START

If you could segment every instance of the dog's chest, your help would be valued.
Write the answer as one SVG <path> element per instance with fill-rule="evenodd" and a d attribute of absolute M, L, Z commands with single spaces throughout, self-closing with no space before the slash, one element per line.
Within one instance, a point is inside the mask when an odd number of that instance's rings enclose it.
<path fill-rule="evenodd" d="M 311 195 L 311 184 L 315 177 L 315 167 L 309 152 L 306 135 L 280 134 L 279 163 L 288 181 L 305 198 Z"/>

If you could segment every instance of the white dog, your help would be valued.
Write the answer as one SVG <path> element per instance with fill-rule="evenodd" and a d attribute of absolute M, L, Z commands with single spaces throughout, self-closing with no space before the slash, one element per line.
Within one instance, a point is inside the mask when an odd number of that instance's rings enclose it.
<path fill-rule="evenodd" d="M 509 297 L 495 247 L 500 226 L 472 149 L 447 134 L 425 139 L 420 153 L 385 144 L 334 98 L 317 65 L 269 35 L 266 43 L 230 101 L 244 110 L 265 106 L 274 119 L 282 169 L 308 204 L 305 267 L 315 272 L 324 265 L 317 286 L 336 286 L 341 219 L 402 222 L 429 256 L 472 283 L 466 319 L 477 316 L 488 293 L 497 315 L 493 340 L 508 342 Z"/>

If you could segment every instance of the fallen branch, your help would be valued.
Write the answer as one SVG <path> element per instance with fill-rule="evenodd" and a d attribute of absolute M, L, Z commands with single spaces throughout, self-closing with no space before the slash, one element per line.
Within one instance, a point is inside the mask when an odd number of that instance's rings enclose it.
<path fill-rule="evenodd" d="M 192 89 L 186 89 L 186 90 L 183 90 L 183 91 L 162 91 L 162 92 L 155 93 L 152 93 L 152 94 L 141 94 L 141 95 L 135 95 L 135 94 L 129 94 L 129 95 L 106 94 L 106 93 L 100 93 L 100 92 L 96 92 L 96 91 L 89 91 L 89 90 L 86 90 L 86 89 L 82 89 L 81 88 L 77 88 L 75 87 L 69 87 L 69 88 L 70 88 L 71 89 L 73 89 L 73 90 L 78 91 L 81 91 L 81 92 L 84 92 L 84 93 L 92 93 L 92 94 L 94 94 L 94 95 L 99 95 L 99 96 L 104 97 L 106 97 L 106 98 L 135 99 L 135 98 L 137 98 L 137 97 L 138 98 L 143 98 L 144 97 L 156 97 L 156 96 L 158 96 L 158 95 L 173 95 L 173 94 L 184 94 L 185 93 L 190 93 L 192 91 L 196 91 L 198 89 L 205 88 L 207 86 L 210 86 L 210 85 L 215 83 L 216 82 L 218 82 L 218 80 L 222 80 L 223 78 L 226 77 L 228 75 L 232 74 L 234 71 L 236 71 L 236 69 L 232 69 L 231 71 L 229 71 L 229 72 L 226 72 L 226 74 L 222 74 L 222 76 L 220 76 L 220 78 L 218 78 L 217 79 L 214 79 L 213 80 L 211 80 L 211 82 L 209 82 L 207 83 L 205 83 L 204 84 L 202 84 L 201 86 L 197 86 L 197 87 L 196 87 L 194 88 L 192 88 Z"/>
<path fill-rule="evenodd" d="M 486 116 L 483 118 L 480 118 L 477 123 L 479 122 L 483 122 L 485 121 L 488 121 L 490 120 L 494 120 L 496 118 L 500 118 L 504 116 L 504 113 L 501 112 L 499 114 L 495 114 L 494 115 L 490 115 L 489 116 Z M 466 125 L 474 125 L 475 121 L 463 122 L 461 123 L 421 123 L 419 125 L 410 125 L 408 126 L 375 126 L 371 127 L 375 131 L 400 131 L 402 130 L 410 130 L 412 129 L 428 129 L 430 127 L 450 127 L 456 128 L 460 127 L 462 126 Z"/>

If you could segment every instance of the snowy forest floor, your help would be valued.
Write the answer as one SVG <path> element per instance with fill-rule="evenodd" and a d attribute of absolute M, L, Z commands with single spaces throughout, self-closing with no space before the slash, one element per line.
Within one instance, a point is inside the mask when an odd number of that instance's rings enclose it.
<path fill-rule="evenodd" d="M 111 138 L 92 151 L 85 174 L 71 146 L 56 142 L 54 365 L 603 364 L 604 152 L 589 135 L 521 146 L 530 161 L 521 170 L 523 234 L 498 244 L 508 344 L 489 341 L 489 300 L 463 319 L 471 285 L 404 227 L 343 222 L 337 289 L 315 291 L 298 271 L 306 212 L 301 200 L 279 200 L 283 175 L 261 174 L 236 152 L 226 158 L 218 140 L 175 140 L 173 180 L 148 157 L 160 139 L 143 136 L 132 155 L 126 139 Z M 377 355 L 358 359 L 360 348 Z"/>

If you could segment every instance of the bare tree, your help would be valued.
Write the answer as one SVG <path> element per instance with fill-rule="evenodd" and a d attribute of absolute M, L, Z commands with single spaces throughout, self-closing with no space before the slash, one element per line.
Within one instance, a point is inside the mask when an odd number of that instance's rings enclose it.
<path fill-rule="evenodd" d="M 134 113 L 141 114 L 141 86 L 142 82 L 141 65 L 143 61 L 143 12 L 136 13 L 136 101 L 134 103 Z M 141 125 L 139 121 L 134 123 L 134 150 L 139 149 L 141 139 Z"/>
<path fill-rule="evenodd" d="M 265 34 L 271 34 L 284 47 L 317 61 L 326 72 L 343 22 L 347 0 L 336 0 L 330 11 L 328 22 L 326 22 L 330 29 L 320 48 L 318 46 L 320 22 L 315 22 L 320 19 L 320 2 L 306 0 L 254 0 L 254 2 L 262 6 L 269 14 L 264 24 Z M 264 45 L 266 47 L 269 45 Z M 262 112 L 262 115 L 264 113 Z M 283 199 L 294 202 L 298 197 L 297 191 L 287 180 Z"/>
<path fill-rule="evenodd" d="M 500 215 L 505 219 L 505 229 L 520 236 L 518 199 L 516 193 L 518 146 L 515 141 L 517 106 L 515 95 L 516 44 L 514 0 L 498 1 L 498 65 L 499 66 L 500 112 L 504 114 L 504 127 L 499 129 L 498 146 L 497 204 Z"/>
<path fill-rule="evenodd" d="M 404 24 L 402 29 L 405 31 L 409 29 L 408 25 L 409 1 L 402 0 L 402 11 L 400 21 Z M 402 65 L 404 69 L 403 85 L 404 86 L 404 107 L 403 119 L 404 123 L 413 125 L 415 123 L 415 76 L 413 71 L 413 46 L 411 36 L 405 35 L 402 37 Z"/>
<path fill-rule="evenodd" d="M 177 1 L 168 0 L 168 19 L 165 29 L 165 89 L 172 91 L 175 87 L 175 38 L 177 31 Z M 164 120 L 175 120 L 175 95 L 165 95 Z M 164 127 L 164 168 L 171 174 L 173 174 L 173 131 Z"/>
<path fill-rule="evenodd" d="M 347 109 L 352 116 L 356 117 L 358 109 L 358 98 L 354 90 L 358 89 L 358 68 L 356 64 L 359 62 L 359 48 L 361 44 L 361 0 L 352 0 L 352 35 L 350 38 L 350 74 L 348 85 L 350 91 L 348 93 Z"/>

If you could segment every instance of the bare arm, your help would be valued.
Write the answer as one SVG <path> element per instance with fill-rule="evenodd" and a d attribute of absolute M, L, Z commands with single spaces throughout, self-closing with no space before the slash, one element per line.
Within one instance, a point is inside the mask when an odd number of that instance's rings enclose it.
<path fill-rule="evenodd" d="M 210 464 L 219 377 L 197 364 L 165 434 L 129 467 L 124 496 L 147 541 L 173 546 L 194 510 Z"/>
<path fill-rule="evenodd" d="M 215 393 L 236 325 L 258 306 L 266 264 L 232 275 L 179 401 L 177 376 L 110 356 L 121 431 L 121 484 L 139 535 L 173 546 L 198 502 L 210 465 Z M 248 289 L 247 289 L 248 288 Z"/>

END

#### Do this
Express every line of the items above as a JSON list of strings, one string per line, with blank lines left out.

#### Worked solution
[
  "If you could segment every instance of the dog's chest, your help would be valued.",
  "Write the answer as one SVG <path> element per instance with fill-rule=\"evenodd\" and a d attribute of absolute M, L, Z commands with single spaces throughout, self-closing with no space before the slash, one element per line.",
  "Within one instance, a point is inside the mask when an odd number of that instance's rings enclose it.",
  "<path fill-rule=\"evenodd\" d=\"M 311 195 L 311 184 L 315 177 L 315 167 L 309 152 L 306 135 L 280 134 L 279 163 L 288 181 L 305 198 Z\"/>",
  "If you could segment every instance of the white dog, your help would be valued.",
  "Write the answer as one SVG <path> element per instance with fill-rule=\"evenodd\" and a d attribute of absolute M, L, Z commands with single spaces throughout, self-closing with no space before the slash, one element per line.",
  "Within one instance, a point is inside the mask when an odd number of that instance's rings enclose it.",
  "<path fill-rule=\"evenodd\" d=\"M 509 297 L 495 247 L 500 226 L 472 149 L 447 134 L 425 139 L 420 153 L 385 144 L 334 98 L 317 65 L 269 35 L 266 43 L 230 101 L 244 110 L 265 106 L 274 119 L 282 169 L 308 204 L 305 267 L 315 272 L 324 265 L 317 286 L 336 286 L 341 219 L 402 222 L 429 256 L 472 283 L 466 319 L 477 316 L 488 293 L 497 315 L 493 340 L 508 342 Z\"/>",
  "If you could segment every instance of the fallen branch, your help would be valued.",
  "Write the answer as one SVG <path> element per instance with fill-rule=\"evenodd\" and a d attribute of absolute M, L, Z commands with single spaces throughout, self-closing with no space before the slash, one element per line.",
  "Within one instance, a point is inside the mask when an odd number of that instance's rings enclose it.",
  "<path fill-rule=\"evenodd\" d=\"M 192 89 L 186 89 L 186 90 L 183 90 L 183 91 L 162 91 L 162 92 L 155 93 L 152 93 L 152 94 L 141 94 L 141 95 L 135 95 L 135 94 L 129 94 L 129 95 L 106 94 L 106 93 L 100 93 L 100 92 L 96 92 L 96 91 L 89 91 L 89 90 L 86 90 L 86 89 L 82 89 L 81 88 L 77 88 L 75 87 L 69 87 L 69 88 L 70 88 L 71 89 L 73 89 L 73 90 L 78 91 L 81 91 L 81 92 L 84 92 L 84 93 L 92 93 L 92 94 L 94 94 L 94 95 L 99 95 L 99 96 L 104 97 L 106 97 L 106 98 L 135 99 L 135 98 L 137 98 L 137 97 L 138 98 L 143 98 L 144 97 L 156 97 L 156 96 L 158 96 L 158 95 L 173 95 L 173 94 L 184 94 L 185 93 L 190 93 L 192 91 L 196 91 L 198 89 L 205 88 L 207 86 L 210 86 L 210 85 L 215 83 L 216 82 L 218 82 L 218 80 L 222 80 L 223 78 L 226 77 L 228 75 L 232 74 L 234 71 L 236 71 L 236 69 L 232 69 L 231 71 L 229 71 L 229 72 L 226 72 L 226 74 L 222 74 L 222 76 L 220 76 L 220 78 L 218 78 L 217 79 L 214 79 L 213 80 L 211 80 L 211 82 L 209 82 L 207 83 L 205 83 L 204 84 L 202 84 L 201 86 L 197 86 L 197 87 L 196 87 L 194 88 L 192 88 Z\"/>",
  "<path fill-rule=\"evenodd\" d=\"M 486 116 L 483 118 L 480 118 L 477 123 L 479 122 L 483 122 L 485 121 L 488 121 L 490 120 L 494 120 L 496 118 L 500 118 L 504 116 L 504 113 L 501 112 L 499 114 L 495 114 L 494 115 L 490 115 L 489 116 Z M 466 125 L 474 125 L 475 121 L 463 122 L 461 123 L 421 123 L 419 125 L 410 125 L 408 126 L 375 126 L 371 127 L 375 131 L 400 131 L 402 130 L 410 130 L 412 129 L 428 129 L 430 127 L 450 127 L 456 128 L 460 127 L 462 126 Z\"/>",
  "If you could segment every instance of the snowy forest floor, your help would be valued.",
  "Write the answer as one SVG <path> element per instance with fill-rule=\"evenodd\" and a d attribute of absolute M, L, Z commands with single spaces throughout, self-closing with no space before the slash, one element per line.",
  "Within one instance, a point is inside the mask when an odd number of that instance's rings enclose it.",
  "<path fill-rule=\"evenodd\" d=\"M 111 138 L 92 151 L 85 174 L 71 146 L 56 142 L 54 365 L 603 364 L 604 152 L 589 135 L 521 146 L 530 161 L 521 170 L 523 234 L 498 244 L 508 344 L 489 341 L 489 300 L 463 319 L 471 285 L 404 227 L 343 222 L 337 289 L 315 291 L 298 271 L 306 212 L 301 200 L 279 200 L 283 175 L 261 174 L 236 152 L 226 158 L 218 140 L 175 140 L 173 180 L 148 157 L 160 139 L 143 136 L 132 155 L 126 139 Z M 377 355 L 358 359 L 360 348 Z\"/>",
  "If you could segment every instance of the bare tree, your help would be valued.",
  "Write the answer as one SVG <path> element per instance with fill-rule=\"evenodd\" and a d attribute of absolute M, L, Z commands with single spaces throughout, self-closing with no space before the slash, one element per line.",
  "Within one instance, a point is inside the mask when an odd number of that instance's rings enclose it.",
  "<path fill-rule=\"evenodd\" d=\"M 134 113 L 141 114 L 141 86 L 142 82 L 141 65 L 143 61 L 143 12 L 136 13 L 136 101 L 134 103 Z M 141 125 L 139 121 L 134 123 L 134 150 L 139 149 L 141 139 Z\"/>",
  "<path fill-rule=\"evenodd\" d=\"M 265 34 L 271 34 L 284 47 L 317 61 L 326 72 L 343 22 L 347 0 L 336 0 L 330 11 L 328 22 L 326 22 L 330 29 L 320 48 L 318 46 L 320 22 L 315 22 L 320 19 L 320 2 L 306 0 L 254 0 L 254 2 L 262 6 L 269 14 L 264 24 Z M 264 45 L 266 47 L 269 45 Z M 262 112 L 262 115 L 264 113 Z M 283 199 L 294 202 L 298 197 L 297 191 L 287 180 Z\"/>",
  "<path fill-rule=\"evenodd\" d=\"M 500 215 L 505 219 L 505 229 L 520 236 L 518 199 L 516 193 L 518 146 L 515 141 L 517 106 L 515 95 L 516 44 L 514 0 L 498 1 L 498 65 L 499 66 L 500 112 L 504 114 L 504 127 L 499 129 L 498 146 L 497 204 Z\"/>",
  "<path fill-rule=\"evenodd\" d=\"M 404 24 L 402 29 L 405 31 L 409 29 L 408 25 L 409 1 L 402 0 L 402 11 L 400 21 Z M 402 65 L 404 69 L 403 85 L 404 86 L 404 107 L 403 119 L 404 123 L 413 125 L 415 123 L 415 76 L 413 71 L 413 46 L 411 36 L 405 35 L 402 37 Z\"/>",
  "<path fill-rule=\"evenodd\" d=\"M 177 1 L 168 0 L 168 19 L 165 29 L 165 89 L 172 91 L 175 87 L 175 38 L 177 31 Z M 164 120 L 175 120 L 175 95 L 165 95 Z M 164 127 L 164 168 L 171 174 L 173 174 L 173 131 Z\"/>",
  "<path fill-rule=\"evenodd\" d=\"M 347 109 L 352 116 L 356 117 L 358 109 L 358 98 L 354 90 L 358 89 L 358 68 L 356 64 L 359 62 L 359 48 L 361 44 L 361 0 L 352 0 L 352 35 L 350 38 L 350 74 L 348 85 L 350 91 L 348 93 Z\"/>",
  "If you could segment every instance of the bare arm, your help would be valued.",
  "Write the answer as one SVG <path> element per instance with fill-rule=\"evenodd\" and a d attribute of absolute M, L, Z commands with single spaces throughout, self-closing with no space before the slash, one element per line.",
  "Within one instance, a point is inside the mask when an odd number of that instance's rings enclose it.",
  "<path fill-rule=\"evenodd\" d=\"M 210 464 L 219 377 L 197 364 L 165 434 L 129 467 L 124 496 L 147 541 L 173 546 L 194 510 Z\"/>",
  "<path fill-rule=\"evenodd\" d=\"M 215 393 L 236 325 L 258 306 L 266 264 L 232 275 L 179 401 L 177 376 L 110 356 L 121 431 L 121 484 L 139 535 L 173 546 L 198 502 L 210 465 Z M 248 289 L 247 289 L 248 288 Z\"/>"
]